**DIRECTIONS FOR THIS TASK**
Which lines run from the line with "Target: short dark hair" through the line with "column 545, row 32" in the entries below? Print them exactly, both ends included, and nothing more.

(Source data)
= = = = = = =

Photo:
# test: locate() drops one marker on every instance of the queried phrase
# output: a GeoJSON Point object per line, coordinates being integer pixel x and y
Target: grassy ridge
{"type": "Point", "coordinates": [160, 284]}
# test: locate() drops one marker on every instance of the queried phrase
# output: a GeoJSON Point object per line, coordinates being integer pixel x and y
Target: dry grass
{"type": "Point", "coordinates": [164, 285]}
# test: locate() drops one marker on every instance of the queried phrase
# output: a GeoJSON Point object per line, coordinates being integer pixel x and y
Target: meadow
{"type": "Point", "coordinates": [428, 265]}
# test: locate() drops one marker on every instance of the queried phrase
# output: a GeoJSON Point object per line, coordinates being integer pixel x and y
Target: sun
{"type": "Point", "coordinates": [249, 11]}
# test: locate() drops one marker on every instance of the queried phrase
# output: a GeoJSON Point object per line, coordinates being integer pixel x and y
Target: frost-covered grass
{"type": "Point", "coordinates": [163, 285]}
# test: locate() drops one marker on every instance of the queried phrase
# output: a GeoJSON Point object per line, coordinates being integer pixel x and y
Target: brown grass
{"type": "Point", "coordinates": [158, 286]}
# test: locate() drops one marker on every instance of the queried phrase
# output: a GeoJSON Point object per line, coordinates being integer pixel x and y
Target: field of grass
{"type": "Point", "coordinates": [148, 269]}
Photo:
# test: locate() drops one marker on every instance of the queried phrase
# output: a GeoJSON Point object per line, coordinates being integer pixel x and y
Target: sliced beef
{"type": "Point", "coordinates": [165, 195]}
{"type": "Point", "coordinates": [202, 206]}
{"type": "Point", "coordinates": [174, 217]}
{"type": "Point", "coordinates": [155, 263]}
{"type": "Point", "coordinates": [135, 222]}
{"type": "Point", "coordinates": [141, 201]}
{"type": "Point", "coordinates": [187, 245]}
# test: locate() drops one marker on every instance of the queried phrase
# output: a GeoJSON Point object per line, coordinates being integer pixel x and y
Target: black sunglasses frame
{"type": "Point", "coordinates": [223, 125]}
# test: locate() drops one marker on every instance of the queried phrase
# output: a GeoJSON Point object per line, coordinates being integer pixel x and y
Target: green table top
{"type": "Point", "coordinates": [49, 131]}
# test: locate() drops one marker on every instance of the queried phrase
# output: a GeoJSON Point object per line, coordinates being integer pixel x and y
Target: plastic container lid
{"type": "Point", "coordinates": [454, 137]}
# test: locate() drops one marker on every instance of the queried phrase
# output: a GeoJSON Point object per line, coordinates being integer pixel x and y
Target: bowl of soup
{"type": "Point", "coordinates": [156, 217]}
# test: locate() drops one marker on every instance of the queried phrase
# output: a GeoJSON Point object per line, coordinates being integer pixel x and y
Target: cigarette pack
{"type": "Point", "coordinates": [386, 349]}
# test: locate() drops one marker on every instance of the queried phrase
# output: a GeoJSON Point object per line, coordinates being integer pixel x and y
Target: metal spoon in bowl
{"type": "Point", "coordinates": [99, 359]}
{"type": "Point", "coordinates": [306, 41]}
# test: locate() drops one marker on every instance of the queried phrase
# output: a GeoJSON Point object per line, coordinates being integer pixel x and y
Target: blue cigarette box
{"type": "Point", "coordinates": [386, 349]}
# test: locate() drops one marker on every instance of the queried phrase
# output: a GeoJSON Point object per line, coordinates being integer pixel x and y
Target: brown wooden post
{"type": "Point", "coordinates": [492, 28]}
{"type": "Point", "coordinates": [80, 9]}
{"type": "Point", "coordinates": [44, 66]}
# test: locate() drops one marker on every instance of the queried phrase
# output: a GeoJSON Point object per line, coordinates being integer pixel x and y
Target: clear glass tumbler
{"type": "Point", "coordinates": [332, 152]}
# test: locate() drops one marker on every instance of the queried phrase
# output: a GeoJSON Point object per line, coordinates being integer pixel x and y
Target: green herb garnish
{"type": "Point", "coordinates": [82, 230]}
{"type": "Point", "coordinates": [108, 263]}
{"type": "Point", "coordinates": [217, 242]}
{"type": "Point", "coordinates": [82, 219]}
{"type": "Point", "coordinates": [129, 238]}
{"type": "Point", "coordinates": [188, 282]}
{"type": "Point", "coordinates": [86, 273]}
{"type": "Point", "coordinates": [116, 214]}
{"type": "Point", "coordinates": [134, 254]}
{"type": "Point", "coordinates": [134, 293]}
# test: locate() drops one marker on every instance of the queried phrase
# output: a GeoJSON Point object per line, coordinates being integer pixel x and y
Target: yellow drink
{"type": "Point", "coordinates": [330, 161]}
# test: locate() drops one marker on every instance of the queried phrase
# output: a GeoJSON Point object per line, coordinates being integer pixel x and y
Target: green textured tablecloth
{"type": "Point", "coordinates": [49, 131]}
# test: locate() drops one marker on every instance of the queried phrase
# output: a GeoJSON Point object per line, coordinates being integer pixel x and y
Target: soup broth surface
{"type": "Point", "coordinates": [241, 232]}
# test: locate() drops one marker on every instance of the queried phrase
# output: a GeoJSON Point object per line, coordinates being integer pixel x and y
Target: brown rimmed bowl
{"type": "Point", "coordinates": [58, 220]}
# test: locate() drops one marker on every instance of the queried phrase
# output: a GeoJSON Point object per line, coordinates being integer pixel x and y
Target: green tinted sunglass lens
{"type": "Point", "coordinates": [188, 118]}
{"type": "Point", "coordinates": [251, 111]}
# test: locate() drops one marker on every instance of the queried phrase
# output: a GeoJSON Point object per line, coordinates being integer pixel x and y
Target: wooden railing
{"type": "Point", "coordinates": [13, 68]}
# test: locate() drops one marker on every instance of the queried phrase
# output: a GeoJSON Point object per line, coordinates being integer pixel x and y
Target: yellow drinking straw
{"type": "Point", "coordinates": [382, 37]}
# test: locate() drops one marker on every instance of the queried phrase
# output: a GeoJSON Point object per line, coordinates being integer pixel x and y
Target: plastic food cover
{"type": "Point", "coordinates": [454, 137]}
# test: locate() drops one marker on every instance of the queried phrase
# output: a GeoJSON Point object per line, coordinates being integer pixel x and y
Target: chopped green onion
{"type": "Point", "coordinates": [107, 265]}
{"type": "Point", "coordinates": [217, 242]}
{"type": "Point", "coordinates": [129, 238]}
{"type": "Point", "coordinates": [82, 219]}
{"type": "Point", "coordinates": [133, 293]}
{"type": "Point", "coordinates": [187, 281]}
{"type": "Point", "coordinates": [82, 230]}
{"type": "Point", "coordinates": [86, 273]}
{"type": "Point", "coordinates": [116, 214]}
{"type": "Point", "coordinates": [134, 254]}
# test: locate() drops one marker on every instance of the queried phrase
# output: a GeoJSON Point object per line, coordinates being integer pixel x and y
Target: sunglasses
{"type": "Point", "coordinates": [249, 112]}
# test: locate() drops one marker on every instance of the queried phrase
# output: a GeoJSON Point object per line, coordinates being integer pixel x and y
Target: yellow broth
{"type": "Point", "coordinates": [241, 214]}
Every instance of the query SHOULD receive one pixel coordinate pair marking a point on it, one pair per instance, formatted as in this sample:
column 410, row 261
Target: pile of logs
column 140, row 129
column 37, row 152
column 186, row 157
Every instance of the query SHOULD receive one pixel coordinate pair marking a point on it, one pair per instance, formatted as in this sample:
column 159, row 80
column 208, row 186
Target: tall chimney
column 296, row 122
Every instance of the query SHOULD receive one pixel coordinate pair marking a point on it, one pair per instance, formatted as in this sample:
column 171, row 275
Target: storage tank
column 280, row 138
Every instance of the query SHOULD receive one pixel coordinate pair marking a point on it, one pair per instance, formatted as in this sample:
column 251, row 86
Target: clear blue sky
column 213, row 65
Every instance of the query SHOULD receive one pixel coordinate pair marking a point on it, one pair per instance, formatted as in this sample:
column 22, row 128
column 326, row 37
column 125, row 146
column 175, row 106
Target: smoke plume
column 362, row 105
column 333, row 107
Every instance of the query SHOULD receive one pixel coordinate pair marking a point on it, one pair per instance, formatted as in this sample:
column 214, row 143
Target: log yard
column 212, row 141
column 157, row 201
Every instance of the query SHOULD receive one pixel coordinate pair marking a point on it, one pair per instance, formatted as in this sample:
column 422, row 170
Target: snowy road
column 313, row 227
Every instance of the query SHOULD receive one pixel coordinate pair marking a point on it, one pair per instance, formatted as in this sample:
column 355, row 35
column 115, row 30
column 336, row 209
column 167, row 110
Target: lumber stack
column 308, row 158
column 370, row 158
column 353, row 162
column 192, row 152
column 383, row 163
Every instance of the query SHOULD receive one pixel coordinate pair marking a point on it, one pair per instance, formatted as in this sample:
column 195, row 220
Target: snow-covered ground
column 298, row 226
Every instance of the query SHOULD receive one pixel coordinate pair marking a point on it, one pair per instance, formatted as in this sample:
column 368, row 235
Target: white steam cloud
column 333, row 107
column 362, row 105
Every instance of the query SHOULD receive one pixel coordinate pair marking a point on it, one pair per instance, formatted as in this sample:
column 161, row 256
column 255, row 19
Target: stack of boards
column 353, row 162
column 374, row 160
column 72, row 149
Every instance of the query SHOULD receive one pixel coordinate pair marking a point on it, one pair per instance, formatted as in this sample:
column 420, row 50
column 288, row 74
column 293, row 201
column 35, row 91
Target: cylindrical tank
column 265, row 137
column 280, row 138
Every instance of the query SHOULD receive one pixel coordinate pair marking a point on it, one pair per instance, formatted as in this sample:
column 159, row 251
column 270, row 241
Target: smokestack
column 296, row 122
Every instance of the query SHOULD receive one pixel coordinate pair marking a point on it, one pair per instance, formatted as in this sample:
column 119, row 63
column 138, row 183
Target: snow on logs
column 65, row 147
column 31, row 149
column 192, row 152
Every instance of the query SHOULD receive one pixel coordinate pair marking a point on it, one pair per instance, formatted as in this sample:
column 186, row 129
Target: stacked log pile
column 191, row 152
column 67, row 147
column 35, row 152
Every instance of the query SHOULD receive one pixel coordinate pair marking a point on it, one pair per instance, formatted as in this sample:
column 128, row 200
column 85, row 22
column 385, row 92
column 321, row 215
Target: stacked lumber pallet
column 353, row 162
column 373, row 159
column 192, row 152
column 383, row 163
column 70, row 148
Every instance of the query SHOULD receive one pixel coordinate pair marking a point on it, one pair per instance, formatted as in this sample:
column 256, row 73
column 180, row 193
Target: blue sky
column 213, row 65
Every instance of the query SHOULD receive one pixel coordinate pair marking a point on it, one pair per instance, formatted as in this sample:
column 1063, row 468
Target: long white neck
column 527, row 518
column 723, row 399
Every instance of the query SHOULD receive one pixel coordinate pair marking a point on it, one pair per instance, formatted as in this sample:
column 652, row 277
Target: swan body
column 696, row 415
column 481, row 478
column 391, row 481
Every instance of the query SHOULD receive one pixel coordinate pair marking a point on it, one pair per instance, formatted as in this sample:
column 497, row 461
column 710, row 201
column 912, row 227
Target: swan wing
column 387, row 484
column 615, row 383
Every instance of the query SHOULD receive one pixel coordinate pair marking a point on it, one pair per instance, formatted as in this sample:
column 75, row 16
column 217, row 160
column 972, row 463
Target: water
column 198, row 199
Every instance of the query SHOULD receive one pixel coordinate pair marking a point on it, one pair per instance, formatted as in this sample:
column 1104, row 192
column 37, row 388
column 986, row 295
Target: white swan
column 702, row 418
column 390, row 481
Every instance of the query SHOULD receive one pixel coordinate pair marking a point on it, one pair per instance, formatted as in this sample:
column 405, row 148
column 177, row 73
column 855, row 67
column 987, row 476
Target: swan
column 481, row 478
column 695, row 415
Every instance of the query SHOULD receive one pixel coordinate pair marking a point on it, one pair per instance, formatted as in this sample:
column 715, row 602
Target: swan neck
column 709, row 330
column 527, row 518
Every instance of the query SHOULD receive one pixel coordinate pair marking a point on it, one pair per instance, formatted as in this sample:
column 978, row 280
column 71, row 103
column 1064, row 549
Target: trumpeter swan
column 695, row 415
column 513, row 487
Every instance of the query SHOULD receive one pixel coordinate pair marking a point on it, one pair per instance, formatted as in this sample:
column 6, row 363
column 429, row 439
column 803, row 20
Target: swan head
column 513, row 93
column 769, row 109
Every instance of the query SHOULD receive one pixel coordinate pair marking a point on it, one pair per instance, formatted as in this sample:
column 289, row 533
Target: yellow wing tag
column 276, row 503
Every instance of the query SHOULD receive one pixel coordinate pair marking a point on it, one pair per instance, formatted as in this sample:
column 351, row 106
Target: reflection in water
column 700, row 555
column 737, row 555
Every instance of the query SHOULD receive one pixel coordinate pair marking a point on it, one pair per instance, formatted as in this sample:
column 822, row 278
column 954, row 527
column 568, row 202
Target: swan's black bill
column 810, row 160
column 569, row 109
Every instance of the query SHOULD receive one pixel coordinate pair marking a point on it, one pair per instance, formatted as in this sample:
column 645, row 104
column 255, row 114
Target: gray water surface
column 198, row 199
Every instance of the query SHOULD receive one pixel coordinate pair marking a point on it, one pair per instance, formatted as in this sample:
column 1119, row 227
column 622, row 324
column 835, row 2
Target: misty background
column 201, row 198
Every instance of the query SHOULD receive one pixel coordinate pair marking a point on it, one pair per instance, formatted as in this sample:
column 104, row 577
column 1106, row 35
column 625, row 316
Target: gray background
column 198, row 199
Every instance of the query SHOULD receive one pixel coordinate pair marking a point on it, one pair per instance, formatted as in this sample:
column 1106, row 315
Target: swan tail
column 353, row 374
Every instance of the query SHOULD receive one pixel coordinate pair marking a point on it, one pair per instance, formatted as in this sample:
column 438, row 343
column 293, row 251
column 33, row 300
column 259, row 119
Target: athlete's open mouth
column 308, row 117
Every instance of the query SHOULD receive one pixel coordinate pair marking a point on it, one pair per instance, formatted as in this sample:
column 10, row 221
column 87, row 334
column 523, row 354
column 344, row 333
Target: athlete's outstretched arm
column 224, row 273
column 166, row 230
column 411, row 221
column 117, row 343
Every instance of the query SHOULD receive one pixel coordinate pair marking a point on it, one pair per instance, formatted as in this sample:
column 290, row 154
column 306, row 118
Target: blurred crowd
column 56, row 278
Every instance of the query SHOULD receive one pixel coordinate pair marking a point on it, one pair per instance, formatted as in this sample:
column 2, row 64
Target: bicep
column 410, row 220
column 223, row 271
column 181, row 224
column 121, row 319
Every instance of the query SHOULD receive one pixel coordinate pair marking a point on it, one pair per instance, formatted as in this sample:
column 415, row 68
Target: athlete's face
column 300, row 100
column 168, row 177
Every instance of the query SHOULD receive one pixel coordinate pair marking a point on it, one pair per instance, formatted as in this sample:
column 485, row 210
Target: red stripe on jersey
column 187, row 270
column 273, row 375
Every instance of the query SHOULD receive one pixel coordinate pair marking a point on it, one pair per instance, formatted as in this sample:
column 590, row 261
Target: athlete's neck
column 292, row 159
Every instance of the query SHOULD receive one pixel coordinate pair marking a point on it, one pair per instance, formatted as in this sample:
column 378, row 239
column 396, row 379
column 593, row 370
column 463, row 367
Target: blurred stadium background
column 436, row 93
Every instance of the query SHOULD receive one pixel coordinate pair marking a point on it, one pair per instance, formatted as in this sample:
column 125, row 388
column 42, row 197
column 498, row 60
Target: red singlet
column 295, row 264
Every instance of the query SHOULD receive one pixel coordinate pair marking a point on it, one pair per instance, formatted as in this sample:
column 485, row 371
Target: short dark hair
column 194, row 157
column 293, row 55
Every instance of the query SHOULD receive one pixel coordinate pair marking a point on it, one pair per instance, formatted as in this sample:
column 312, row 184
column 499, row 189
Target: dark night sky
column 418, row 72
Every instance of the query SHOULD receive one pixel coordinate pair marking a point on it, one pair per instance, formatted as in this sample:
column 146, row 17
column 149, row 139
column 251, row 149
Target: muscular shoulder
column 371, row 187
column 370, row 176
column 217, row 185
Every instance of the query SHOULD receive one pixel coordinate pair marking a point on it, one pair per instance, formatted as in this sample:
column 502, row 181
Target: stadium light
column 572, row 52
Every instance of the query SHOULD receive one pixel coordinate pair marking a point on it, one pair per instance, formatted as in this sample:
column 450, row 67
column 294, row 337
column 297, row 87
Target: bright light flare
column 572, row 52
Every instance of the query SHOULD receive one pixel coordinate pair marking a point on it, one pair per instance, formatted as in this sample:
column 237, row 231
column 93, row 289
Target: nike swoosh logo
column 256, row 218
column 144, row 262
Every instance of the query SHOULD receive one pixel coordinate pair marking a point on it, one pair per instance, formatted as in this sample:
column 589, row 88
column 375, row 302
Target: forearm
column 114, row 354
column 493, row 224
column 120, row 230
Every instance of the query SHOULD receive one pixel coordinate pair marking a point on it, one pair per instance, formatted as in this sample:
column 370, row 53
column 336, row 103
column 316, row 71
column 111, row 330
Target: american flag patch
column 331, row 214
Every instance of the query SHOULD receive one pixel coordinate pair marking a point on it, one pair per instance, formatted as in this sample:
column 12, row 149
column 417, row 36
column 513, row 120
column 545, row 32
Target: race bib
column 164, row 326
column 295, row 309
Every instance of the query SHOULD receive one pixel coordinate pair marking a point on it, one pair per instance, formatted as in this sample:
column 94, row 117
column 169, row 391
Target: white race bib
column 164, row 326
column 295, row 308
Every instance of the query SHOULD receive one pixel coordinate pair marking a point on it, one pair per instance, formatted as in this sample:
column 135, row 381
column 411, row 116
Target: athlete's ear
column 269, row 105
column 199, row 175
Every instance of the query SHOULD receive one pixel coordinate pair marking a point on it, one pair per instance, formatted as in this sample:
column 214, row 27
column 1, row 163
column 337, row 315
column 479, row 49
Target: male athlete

= = = = = = =

**EXPECTED ANSWER**
Target: short dark hair
column 194, row 157
column 293, row 55
Every instance of the query SHOULD receive one pixel coordinate pair marking a point on it, one pair per instance, formatted as in this sample:
column 312, row 184
column 499, row 189
Target: dark night sky
column 418, row 72
Every instance of the query SHOULD receive one pixel coordinate pair marking a point on it, one pair per instance, formatted as in this sample:
column 146, row 17
column 149, row 139
column 251, row 149
Target: muscular shoulder
column 371, row 187
column 370, row 176
column 217, row 185
Every instance of the query SHOULD receive one pixel coordinate pair marking a point on it, one pair per instance, formatted as in this sample:
column 502, row 181
Target: stadium light
column 572, row 52
Every instance of the query SHOULD receive one pixel coordinate pair marking a point on it, one pair per instance, formatted as in this sample:
column 450, row 67
column 294, row 337
column 297, row 87
Target: bright light flare
column 572, row 52
Every instance of the query SHOULD receive one pixel coordinate pair marking a point on it, one pair per instance, formatted as in this sample:
column 237, row 231
column 93, row 289
Target: nike swoosh logo
column 256, row 218
column 144, row 262
Every instance of the query SHOULD receive one pixel coordinate pair marking a point on it, one pair per instance, formatted as in this sample:
column 589, row 88
column 375, row 302
Target: forearm
column 114, row 354
column 493, row 224
column 120, row 230
Every instance of the query SHOULD receive one pixel coordinate pair marking a point on it, one pair per instance, formatted as in this sample:
column 370, row 53
column 336, row 103
column 316, row 71
column 111, row 330
Target: american flag patch
column 331, row 214
Every instance of the query SHOULD receive one pixel coordinate pair marking a point on it, one pair per instance, formatted as in this sample:
column 12, row 149
column 417, row 36
column 513, row 120
column 545, row 32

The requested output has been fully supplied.